- **Problem to work on**
How many lines in the data below contain the string "person"? Answer with the number only.
________________________
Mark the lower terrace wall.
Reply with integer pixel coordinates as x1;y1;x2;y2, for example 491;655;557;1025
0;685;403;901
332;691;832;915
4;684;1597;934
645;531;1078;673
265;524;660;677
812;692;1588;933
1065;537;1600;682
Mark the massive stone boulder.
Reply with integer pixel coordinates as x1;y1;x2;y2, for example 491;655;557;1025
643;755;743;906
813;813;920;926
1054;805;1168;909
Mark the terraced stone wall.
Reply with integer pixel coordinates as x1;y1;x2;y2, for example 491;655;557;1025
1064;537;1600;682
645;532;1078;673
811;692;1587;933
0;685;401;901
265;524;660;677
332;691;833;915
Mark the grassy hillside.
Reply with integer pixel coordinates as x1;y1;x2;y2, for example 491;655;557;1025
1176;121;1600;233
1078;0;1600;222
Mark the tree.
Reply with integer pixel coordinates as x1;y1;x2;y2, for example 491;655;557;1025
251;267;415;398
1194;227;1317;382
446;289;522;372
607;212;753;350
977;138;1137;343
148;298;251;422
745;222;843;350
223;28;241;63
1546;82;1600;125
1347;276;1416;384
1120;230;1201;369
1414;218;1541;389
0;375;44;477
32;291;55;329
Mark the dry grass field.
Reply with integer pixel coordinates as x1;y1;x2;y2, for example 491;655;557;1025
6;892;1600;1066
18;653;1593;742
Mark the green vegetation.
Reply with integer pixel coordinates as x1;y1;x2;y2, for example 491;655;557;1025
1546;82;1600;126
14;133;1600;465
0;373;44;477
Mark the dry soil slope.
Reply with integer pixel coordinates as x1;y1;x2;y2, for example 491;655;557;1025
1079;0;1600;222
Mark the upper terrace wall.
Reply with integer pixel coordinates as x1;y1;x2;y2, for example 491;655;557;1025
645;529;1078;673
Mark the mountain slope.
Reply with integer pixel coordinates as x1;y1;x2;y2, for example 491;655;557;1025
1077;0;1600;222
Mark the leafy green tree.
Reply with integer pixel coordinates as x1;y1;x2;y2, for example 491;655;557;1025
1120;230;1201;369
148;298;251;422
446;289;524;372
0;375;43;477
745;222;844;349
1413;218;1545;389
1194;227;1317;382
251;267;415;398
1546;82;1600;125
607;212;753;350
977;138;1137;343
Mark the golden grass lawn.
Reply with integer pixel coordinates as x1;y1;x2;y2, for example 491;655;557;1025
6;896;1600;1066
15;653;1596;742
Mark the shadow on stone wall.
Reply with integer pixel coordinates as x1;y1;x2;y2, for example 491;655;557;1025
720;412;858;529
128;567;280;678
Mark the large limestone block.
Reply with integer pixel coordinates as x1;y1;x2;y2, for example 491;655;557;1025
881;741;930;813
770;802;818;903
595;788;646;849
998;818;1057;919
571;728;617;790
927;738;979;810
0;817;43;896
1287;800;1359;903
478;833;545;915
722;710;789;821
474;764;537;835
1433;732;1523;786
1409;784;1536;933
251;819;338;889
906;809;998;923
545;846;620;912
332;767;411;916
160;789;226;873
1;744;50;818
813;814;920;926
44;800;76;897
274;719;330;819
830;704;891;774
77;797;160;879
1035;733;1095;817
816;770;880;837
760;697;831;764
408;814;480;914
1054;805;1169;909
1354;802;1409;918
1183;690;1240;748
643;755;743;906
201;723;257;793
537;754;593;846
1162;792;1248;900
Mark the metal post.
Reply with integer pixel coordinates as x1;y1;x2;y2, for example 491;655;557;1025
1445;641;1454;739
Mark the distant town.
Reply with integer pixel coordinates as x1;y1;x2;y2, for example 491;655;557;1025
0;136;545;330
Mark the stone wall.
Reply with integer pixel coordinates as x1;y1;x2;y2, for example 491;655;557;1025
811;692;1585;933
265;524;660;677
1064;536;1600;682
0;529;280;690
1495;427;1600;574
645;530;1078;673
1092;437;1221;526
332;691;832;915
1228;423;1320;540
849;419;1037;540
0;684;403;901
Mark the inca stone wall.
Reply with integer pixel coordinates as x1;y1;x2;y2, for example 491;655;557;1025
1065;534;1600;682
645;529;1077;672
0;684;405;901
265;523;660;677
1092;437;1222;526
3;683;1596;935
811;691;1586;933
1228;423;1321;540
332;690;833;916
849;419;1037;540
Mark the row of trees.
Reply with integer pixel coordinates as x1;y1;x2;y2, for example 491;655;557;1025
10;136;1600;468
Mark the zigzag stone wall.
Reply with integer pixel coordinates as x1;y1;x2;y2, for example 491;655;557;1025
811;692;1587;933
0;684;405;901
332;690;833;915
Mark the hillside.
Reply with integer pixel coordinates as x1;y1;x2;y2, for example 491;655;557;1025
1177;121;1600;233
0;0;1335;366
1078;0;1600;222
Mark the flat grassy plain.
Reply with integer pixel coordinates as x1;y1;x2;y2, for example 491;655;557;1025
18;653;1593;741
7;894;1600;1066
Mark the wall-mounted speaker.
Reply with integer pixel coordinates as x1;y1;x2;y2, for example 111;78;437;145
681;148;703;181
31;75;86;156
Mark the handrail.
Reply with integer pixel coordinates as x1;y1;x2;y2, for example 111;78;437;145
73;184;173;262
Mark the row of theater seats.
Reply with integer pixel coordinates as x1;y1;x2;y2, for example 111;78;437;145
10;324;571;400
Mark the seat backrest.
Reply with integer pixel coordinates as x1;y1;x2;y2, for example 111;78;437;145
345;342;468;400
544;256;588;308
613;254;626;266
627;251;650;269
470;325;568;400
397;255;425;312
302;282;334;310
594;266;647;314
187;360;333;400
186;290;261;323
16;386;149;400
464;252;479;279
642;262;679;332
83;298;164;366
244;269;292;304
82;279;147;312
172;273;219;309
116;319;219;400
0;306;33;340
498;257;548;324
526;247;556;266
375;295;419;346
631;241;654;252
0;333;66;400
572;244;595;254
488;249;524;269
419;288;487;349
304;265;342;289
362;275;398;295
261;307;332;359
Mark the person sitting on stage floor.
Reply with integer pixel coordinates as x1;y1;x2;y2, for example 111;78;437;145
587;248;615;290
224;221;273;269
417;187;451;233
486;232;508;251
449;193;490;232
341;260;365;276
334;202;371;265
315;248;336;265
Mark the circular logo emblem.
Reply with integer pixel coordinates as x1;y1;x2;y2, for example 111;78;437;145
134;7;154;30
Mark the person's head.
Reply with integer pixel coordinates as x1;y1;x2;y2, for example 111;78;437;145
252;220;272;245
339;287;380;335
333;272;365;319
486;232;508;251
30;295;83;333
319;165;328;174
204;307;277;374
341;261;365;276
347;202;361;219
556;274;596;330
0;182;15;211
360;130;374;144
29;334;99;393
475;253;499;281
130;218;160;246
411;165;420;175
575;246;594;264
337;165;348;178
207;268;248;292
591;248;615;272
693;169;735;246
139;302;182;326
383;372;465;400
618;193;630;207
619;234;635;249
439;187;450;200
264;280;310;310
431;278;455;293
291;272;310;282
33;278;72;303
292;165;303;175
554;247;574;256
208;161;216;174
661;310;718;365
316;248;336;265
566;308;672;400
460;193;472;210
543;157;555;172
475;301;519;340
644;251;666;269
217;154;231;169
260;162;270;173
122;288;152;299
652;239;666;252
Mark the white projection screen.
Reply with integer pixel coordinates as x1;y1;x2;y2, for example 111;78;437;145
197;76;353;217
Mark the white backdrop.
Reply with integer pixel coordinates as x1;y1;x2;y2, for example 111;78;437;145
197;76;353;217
________________________
- **Solution**
2